▶ **WHAT TO WORK ON**
Show every line of the records below that contains the word "window". Copy each such line in full.

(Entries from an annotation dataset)
^^^^^^^^^^^^^^^^
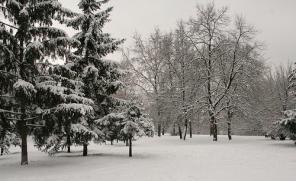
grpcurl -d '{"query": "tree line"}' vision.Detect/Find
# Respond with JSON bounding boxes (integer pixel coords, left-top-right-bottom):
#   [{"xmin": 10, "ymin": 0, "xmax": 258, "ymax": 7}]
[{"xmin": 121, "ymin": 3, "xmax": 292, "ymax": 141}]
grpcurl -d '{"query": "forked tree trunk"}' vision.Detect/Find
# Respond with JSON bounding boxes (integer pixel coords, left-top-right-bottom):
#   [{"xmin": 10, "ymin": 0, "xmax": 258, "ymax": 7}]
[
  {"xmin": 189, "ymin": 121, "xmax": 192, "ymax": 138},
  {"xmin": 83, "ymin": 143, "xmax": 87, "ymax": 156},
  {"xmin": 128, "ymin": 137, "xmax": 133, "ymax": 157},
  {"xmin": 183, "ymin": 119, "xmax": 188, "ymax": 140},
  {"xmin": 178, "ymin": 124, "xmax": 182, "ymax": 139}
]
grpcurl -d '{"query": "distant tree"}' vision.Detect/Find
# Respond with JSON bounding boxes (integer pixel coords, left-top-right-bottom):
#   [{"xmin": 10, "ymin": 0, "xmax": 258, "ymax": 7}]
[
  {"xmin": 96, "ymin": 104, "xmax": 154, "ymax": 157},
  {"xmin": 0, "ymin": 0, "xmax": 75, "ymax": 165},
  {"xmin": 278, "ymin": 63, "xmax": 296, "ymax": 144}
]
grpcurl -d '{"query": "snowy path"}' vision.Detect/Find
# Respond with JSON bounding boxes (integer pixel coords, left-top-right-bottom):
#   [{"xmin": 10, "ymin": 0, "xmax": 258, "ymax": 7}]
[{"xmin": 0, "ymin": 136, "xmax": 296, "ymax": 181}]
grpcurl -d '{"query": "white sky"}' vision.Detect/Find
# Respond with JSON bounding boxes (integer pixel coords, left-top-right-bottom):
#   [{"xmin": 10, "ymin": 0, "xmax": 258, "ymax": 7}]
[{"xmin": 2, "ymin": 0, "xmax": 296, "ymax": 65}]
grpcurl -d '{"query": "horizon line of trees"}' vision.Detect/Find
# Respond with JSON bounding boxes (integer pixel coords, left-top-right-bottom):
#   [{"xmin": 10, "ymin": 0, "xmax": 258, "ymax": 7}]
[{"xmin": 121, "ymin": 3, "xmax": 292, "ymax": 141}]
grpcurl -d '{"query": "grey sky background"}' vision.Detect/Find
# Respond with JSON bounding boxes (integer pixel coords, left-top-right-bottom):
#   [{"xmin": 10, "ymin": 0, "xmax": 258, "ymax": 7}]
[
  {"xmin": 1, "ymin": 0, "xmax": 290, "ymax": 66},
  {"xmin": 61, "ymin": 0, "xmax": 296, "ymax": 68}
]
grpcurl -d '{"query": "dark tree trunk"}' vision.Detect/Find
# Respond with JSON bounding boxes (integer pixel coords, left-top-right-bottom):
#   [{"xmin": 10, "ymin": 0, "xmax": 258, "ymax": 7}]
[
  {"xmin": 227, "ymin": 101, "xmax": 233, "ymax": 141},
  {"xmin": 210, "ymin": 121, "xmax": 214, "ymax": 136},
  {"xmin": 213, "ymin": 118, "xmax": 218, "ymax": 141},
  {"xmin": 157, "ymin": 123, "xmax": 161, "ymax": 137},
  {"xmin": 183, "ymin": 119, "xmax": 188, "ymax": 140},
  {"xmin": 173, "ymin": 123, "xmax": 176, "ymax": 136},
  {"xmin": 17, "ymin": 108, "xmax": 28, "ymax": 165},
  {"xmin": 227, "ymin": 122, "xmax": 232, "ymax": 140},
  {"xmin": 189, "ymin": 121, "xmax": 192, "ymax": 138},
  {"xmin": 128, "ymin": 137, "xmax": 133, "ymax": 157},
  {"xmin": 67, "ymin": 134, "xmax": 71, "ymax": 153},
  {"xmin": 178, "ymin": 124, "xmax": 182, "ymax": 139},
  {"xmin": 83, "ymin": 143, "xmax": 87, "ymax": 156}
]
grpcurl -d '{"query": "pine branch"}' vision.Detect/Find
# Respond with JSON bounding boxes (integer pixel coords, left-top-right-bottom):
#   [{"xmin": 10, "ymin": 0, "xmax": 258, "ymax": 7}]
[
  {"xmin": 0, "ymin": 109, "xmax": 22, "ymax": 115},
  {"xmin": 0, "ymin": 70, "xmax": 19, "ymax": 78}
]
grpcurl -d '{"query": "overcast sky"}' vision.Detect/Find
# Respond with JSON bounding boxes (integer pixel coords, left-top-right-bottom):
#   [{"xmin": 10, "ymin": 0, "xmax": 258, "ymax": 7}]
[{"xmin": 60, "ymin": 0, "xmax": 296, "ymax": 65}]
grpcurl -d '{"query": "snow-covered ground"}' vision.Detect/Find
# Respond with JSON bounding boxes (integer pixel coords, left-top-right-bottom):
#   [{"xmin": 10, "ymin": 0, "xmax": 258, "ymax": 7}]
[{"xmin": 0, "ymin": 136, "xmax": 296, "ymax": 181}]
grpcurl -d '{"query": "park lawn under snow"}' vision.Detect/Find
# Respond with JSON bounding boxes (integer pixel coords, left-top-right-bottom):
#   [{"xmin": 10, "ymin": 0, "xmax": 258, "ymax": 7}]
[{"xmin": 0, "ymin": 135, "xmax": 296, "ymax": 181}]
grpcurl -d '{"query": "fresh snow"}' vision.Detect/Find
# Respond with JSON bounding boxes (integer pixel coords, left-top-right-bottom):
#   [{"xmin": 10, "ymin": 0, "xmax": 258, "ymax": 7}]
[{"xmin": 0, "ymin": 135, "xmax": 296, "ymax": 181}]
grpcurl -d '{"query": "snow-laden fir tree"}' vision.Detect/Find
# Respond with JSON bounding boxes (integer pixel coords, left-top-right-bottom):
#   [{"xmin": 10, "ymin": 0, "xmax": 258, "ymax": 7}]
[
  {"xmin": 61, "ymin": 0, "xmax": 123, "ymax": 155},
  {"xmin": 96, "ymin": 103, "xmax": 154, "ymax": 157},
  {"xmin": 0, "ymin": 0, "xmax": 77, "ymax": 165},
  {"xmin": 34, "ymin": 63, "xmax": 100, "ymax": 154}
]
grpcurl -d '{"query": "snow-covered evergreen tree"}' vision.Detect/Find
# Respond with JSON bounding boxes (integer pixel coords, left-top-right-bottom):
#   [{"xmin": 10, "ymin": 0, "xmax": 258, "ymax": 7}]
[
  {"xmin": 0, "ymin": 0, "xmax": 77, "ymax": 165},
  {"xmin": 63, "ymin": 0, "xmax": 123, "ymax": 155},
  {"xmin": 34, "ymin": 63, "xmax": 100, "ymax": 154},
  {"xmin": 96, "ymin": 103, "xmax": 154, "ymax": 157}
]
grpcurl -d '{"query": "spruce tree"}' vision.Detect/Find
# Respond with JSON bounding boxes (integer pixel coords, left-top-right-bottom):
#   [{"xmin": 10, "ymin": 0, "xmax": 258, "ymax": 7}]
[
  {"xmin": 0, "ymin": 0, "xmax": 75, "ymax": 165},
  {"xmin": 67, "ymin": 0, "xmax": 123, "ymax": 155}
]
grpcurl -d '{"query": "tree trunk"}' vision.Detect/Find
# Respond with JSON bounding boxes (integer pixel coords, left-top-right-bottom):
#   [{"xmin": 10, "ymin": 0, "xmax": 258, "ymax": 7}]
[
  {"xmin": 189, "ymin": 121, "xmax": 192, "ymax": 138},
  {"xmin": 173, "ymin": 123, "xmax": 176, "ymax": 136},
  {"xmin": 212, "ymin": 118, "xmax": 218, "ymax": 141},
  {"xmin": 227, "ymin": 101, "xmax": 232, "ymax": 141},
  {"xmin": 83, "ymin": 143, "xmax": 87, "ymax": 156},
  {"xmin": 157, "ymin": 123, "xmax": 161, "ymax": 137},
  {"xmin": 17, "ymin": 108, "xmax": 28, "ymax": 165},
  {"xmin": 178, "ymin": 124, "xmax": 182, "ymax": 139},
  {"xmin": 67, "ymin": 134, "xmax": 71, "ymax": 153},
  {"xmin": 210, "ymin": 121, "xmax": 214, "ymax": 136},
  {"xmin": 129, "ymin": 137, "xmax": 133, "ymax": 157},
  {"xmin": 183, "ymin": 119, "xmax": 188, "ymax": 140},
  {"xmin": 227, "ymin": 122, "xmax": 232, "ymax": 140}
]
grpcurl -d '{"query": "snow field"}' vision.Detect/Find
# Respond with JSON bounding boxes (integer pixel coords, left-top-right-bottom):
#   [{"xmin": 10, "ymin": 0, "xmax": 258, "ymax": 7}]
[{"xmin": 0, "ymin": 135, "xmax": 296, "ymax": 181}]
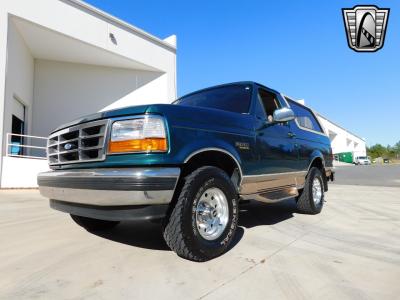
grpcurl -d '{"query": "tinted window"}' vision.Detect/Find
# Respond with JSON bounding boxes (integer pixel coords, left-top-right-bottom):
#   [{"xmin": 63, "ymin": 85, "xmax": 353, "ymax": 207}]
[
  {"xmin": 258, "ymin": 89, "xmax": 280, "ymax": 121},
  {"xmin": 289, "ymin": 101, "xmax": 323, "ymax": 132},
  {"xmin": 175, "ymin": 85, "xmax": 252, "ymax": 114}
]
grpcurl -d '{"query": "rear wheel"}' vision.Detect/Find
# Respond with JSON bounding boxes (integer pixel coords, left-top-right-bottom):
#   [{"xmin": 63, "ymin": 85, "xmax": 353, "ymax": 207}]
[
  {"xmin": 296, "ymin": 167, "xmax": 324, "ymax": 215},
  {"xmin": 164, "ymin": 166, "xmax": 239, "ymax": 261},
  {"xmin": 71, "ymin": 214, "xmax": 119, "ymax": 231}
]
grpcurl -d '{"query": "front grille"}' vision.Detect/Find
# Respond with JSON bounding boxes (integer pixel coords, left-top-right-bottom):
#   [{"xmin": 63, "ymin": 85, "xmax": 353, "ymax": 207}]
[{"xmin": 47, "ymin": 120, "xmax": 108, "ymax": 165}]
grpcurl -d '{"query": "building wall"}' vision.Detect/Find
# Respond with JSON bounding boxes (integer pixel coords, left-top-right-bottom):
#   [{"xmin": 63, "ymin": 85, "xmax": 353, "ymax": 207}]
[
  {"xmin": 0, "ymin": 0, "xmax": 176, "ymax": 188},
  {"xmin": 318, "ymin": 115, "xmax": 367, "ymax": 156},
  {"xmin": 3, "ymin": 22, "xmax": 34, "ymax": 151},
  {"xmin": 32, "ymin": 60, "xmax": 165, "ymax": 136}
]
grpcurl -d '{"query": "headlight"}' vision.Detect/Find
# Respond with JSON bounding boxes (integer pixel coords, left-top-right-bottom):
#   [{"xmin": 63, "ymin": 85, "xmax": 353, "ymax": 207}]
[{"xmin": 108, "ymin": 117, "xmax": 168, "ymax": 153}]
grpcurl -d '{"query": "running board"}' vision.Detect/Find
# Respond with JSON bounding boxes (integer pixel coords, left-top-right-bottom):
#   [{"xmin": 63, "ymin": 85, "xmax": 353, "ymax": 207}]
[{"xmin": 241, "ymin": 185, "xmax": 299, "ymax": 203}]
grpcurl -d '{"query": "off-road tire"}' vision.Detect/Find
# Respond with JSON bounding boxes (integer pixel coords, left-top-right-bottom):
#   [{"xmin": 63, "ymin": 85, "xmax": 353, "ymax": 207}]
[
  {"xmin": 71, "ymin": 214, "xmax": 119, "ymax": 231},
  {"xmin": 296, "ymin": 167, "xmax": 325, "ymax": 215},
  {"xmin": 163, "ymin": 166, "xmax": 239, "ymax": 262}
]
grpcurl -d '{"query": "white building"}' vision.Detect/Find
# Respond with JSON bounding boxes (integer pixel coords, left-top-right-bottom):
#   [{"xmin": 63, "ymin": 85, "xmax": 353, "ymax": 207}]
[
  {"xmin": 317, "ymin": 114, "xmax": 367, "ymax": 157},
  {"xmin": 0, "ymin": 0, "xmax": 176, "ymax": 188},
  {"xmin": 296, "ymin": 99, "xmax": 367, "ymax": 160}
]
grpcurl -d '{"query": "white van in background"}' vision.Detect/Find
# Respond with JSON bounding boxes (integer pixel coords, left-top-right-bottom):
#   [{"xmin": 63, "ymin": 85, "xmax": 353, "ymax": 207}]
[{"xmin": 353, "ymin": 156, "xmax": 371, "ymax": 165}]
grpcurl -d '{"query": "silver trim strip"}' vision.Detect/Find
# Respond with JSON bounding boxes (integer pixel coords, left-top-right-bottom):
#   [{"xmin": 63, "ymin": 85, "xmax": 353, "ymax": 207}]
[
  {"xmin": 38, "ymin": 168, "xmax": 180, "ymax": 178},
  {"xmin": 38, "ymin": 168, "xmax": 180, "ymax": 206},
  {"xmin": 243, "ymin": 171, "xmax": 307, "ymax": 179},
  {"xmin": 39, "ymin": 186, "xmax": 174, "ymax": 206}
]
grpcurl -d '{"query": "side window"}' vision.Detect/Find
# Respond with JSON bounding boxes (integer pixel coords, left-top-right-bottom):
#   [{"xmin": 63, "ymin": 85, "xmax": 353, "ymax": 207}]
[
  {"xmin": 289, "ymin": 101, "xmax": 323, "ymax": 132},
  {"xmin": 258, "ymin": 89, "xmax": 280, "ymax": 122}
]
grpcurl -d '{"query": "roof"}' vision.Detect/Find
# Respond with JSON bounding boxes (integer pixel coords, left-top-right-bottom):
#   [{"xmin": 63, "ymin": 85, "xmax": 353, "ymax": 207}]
^^^^^^^^^^^^^^^^
▶ **RESULT FOR THIS EXERCISE**
grpcurl -d '{"query": "tinted window"}' vision.Detect/Find
grpcurl -d '{"query": "side window"}' vision.Detect/Find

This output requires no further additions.